Copy the following items line for line, with no changes.

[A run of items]
*****
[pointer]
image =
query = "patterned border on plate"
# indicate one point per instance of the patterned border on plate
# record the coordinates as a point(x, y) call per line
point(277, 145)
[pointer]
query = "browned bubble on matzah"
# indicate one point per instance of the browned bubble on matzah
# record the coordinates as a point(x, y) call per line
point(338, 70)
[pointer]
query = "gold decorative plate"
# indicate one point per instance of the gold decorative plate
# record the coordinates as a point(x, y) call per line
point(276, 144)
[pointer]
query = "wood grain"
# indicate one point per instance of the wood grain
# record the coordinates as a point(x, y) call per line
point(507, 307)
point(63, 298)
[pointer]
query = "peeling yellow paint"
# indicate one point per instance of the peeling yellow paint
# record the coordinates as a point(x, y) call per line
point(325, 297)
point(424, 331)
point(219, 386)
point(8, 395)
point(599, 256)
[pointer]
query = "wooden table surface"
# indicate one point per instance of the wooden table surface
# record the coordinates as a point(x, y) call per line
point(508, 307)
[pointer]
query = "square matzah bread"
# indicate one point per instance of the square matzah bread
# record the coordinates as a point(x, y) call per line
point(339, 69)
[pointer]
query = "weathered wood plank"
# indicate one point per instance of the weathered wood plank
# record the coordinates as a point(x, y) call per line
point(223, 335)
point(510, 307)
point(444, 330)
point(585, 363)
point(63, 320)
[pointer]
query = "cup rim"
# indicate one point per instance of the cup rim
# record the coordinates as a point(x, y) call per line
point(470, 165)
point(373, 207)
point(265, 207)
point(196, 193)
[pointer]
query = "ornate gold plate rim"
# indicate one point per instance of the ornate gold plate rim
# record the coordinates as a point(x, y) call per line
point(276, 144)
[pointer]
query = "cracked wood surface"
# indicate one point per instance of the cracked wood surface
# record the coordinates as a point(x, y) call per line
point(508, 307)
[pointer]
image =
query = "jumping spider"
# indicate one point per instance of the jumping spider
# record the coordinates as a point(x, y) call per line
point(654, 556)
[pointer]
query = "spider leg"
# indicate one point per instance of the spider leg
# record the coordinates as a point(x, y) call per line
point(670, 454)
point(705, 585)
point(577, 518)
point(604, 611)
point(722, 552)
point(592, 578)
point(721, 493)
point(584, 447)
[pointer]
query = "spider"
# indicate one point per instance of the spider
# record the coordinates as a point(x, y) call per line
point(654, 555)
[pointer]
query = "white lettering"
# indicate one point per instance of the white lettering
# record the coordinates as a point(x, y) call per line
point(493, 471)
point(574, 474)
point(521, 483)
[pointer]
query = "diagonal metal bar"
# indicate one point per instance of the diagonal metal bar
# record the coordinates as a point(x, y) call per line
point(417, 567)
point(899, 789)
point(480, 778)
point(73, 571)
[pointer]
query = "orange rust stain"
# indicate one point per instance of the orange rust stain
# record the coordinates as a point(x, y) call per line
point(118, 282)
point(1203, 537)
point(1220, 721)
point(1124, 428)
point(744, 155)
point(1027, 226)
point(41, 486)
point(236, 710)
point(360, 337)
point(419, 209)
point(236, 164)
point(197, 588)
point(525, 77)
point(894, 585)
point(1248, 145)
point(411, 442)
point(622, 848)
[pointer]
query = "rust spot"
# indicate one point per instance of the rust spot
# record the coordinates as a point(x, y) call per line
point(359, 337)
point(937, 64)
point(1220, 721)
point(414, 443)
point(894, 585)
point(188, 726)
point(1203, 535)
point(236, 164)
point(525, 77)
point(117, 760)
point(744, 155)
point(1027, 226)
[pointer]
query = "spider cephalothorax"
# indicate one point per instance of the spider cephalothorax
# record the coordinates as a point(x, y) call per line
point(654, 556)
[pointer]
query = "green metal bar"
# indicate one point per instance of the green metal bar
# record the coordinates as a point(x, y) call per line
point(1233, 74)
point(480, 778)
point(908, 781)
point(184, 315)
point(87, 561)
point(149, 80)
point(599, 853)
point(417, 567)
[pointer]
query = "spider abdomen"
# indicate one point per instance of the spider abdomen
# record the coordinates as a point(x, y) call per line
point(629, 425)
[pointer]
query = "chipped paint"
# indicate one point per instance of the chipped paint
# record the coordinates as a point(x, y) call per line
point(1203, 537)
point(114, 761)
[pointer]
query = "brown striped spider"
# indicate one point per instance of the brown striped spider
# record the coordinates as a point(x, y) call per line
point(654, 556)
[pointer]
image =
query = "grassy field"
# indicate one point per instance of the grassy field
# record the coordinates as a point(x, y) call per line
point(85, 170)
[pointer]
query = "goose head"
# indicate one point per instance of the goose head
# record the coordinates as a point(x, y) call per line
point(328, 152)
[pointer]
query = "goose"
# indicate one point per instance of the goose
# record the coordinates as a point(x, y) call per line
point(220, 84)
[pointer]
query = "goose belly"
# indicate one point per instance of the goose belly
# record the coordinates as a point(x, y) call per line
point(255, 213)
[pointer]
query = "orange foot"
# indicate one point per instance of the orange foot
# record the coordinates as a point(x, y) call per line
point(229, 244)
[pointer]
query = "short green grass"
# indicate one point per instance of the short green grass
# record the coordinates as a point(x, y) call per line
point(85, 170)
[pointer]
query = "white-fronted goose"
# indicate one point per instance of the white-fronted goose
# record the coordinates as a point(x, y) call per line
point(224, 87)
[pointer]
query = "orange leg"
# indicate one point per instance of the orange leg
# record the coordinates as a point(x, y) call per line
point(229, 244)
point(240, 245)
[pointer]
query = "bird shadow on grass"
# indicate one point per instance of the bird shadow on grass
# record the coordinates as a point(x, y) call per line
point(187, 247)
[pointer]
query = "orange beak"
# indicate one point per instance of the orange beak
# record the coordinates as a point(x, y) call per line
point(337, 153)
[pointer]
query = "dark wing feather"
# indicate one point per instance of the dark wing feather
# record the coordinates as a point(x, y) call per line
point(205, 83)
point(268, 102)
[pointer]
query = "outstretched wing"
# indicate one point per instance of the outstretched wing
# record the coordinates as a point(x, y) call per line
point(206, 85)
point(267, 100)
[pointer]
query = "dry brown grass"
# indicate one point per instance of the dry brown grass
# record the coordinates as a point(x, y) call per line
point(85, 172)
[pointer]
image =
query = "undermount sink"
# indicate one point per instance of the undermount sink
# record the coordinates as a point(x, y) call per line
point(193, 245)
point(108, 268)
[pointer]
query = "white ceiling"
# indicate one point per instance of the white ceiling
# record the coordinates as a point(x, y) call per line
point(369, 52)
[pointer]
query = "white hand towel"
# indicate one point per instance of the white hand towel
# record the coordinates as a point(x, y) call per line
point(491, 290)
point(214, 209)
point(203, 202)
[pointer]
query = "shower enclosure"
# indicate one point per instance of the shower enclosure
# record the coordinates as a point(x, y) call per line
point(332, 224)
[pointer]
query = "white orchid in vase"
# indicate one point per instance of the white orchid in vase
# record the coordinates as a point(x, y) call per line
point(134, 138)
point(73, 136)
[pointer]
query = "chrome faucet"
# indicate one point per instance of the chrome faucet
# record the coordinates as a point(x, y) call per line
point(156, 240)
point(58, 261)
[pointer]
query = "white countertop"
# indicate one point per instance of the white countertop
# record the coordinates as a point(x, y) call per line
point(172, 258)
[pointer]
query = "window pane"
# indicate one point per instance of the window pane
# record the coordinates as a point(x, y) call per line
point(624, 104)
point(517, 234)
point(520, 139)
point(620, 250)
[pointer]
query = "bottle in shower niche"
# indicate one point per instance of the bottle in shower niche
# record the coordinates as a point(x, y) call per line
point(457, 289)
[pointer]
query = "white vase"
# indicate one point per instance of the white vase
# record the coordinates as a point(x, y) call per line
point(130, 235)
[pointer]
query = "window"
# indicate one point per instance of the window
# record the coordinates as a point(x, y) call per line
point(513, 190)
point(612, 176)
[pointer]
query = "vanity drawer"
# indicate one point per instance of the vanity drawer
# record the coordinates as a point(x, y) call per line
*****
◆ TASK OUTPUT ◆
[pointer]
image =
query = "patterned border on plate"
# indicate one point per instance of the patterned border on plate
# record the coordinates as a point(x, y) call per line
point(277, 145)
[pointer]
query = "browned bubble on matzah"
# indicate one point per instance of the browned bubble on matzah
# record the coordinates as a point(x, y) call per line
point(338, 70)
[pointer]
query = "gold decorative plate"
# indicate one point per instance of the gold decorative plate
# record the coordinates as a point(x, y) call per line
point(276, 144)
[pointer]
query = "wood grain"
# indicate one point per instance of the wood grain
# record the coordinates as a point(x, y) call per line
point(507, 307)
point(63, 298)
[pointer]
query = "peeling yellow paint"
# indicate one point per instance of the peeling yellow paint
# record the coordinates as a point(x, y) call per line
point(325, 297)
point(424, 331)
point(219, 386)
point(8, 395)
point(599, 256)
[pointer]
query = "wooden table surface"
# indicate one point per instance of the wooden table surface
# record the coordinates as a point(x, y) call per line
point(508, 307)
[pointer]
query = "square matzah bread"
# indicate one point per instance of the square matzah bread
# record the coordinates as a point(x, y) call per line
point(339, 69)
[pointer]
query = "weathered wood plank"
# indicate one point per instance of the weathered wood plank
# record the coordinates as a point(x, y) call per line
point(223, 335)
point(510, 307)
point(444, 330)
point(585, 363)
point(63, 320)
[pointer]
query = "cup rim"
# indicate one point per instance of the cup rim
# record the coordinates as a point(x, y) call per line
point(470, 165)
point(373, 207)
point(265, 207)
point(196, 193)
[pointer]
query = "ornate gold plate rim"
# indicate one point per instance of the ornate gold plate rim
# record the coordinates as a point(x, y) call per line
point(276, 144)
[pointer]
query = "cracked wood surface"
# indicate one point per instance of the cracked wood surface
# record the coordinates as a point(x, y) call per line
point(508, 307)
[pointer]
image =
query = "jumping spider"
# indicate one point per instance of the jumping spider
# record the coordinates as a point(x, y) call per line
point(654, 556)
[pointer]
query = "spider leg"
# indicate one point per instance of the spider leg
# record the coordinates as a point(x, y) call per line
point(670, 454)
point(705, 585)
point(577, 518)
point(604, 611)
point(722, 552)
point(592, 578)
point(721, 493)
point(584, 447)
[pointer]
query = "spider"
# indicate one point per instance of the spider
# record the coordinates as a point(x, y) call per line
point(654, 555)
[pointer]
query = "white lettering"
# indicate one point per instance of the white lettering
# record the coordinates as a point(x, y) call per line
point(493, 471)
point(574, 474)
point(521, 483)
[pointer]
query = "diagonal metal bar"
# indicate one point per instance of the diagonal metal bar
# record the coordinates as a point(x, y) call per line
point(417, 567)
point(899, 789)
point(480, 778)
point(73, 571)
[pointer]
query = "orange rust stain"
# indicate one point per instance of the orange rust stain
# record the coordinates as a point(x, y) call per line
point(118, 282)
point(1203, 537)
point(1220, 721)
point(1124, 428)
point(744, 155)
point(1027, 226)
point(41, 486)
point(236, 710)
point(360, 337)
point(419, 209)
point(236, 164)
point(197, 588)
point(525, 77)
point(894, 585)
point(1248, 145)
point(411, 442)
point(622, 848)
[pointer]
query = "rust spot"
# indicate one point per instance of the rust spot
# record the coordinates as a point(x, y) call per line
point(359, 337)
point(937, 64)
point(1220, 721)
point(414, 443)
point(894, 585)
point(188, 726)
point(1203, 535)
point(236, 164)
point(525, 77)
point(117, 760)
point(744, 155)
point(1027, 226)
[pointer]
query = "spider cephalothorax"
# indicate one point per instance of the spider cephalothorax
# record the coordinates as a point(x, y) call per line
point(654, 556)
[pointer]
query = "green metal bar"
# indicate one point per instance of the green metal bar
# record the coordinates as a point(x, y) call per line
point(1233, 74)
point(480, 778)
point(908, 781)
point(184, 315)
point(87, 561)
point(149, 80)
point(599, 853)
point(417, 567)
[pointer]
query = "spider abdomen"
# indicate one point per instance of the spider abdomen
# record the coordinates as a point(x, y) call per line
point(629, 425)
[pointer]
query = "chipped paint"
# indicate one point per instance of the chipped paint
# record the coordinates as a point(x, y) call per line
point(1203, 537)
point(114, 761)
[pointer]
query = "brown striped spider"
# indicate one point per instance of the brown striped spider
# record the coordinates as a point(x, y) call per line
point(654, 556)
[pointer]
image =
query = "grassy field"
# indicate one point per instance of the grassy field
# record the coordinates as a point(x, y) call per line
point(85, 170)
[pointer]
query = "goose head"
# indicate one point per instance of the goose head
# record the coordinates as a point(x, y) call per line
point(328, 152)
[pointer]
query = "goose"
# indicate one point per instance of the goose
# record the coordinates as a point(x, y) call per line
point(220, 84)
[pointer]
query = "goose belly"
# indicate one point per instance of the goose belly
# record the coordinates as a point(x, y) call per line
point(255, 213)
[pointer]
query = "orange foot"
# indicate one point per instance of the orange foot
# record the coordinates as a point(x, y) call per line
point(229, 244)
[pointer]
query = "short green grass"
# indicate one point per instance of the short green grass
# record the coordinates as a point(x, y) call per line
point(85, 170)
[pointer]
query = "white-fronted goose"
# indicate one point per instance of the white-fronted goose
# record the coordinates as a point(x, y) call per line
point(224, 87)
[pointer]
query = "orange leg"
# indicate one point per instance of the orange leg
# record the coordinates as a point(x, y) call per line
point(229, 244)
point(240, 245)
[pointer]
query = "bird shadow on grass"
# indicate one point per instance of the bird shadow on grass
# record the coordinates as a point(x, y) call per line
point(187, 247)
[pointer]
query = "orange beak"
# indicate one point per instance of the orange beak
# record the coordinates as a point(x, y) call per line
point(337, 153)
[pointer]
query = "dark wing feather"
# indicate one point per instance of the dark wing feather
# record the coordinates as a point(x, y) call per line
point(205, 83)
point(268, 102)
[pointer]
query = "outstretched wing"
# indicate one point per instance of the outstretched wing
# record the coordinates as a point(x, y) call per line
point(206, 85)
point(267, 100)
[pointer]
query = "dry brown grass"
# indicate one point per instance of the dry brown grass
# record the coordinates as a point(x, y) call per line
point(85, 172)
[pointer]
image =
query = "undermount sink"
# indicate one point per instance of the undermount sink
# record the coordinates as a point(x, y) call per line
point(193, 245)
point(108, 268)
[pointer]
query = "white ceiling"
# indicate one point per instance of the white ceiling
# record the coordinates as a point(x, y) call per line
point(369, 52)
[pointer]
query = "white hand towel"
# indicate one point per instance of the white hand towel
# record the coordinates as a point(x, y) call per line
point(491, 290)
point(214, 209)
point(203, 202)
[pointer]
query = "shower enclosure"
# indicate one point per instance of the shower enclosure
# record the coordinates as a point(x, y) call per line
point(332, 224)
[pointer]
query = "white orchid in vase"
# indicate one point per instance of the white orchid in vase
# record the coordinates as a point(x, y) call per line
point(134, 138)
point(73, 136)
[pointer]
query = "chrome faucet"
# indicate one point per instance of the chrome faucet
# record the coordinates as a point(x, y) call per line
point(156, 240)
point(58, 261)
[pointer]
query = "white countertop"
# indicate one point per instance of the white countertop
# record the coordinates as a point(x, y) call per line
point(172, 258)
[pointer]
query = "window pane"
# indicate one point per instance of the window pane
# record the coordinates as a point(x, y) call per line
point(624, 104)
point(517, 234)
point(520, 139)
point(620, 250)
[pointer]
query = "bottle in shower niche"
# indicate one point per instance of the bottle in shower niche
# record the coordinates as a point(x, y) call per line
point(457, 289)
[pointer]
query = "white vase"
# indicate one point per instance of the white vase
# record the coordinates as a point(x, y) call per line
point(130, 235)
[pointer]
query = "window"
# indicate one point per instance of the window
# record the coordinates as a point(x, y) call per line
point(513, 190)
point(612, 176)
[pointer]
query = "vanity drawer"
# indicate one point per instance of the vanity drawer
# record the coordinates as a point(x, y) call per line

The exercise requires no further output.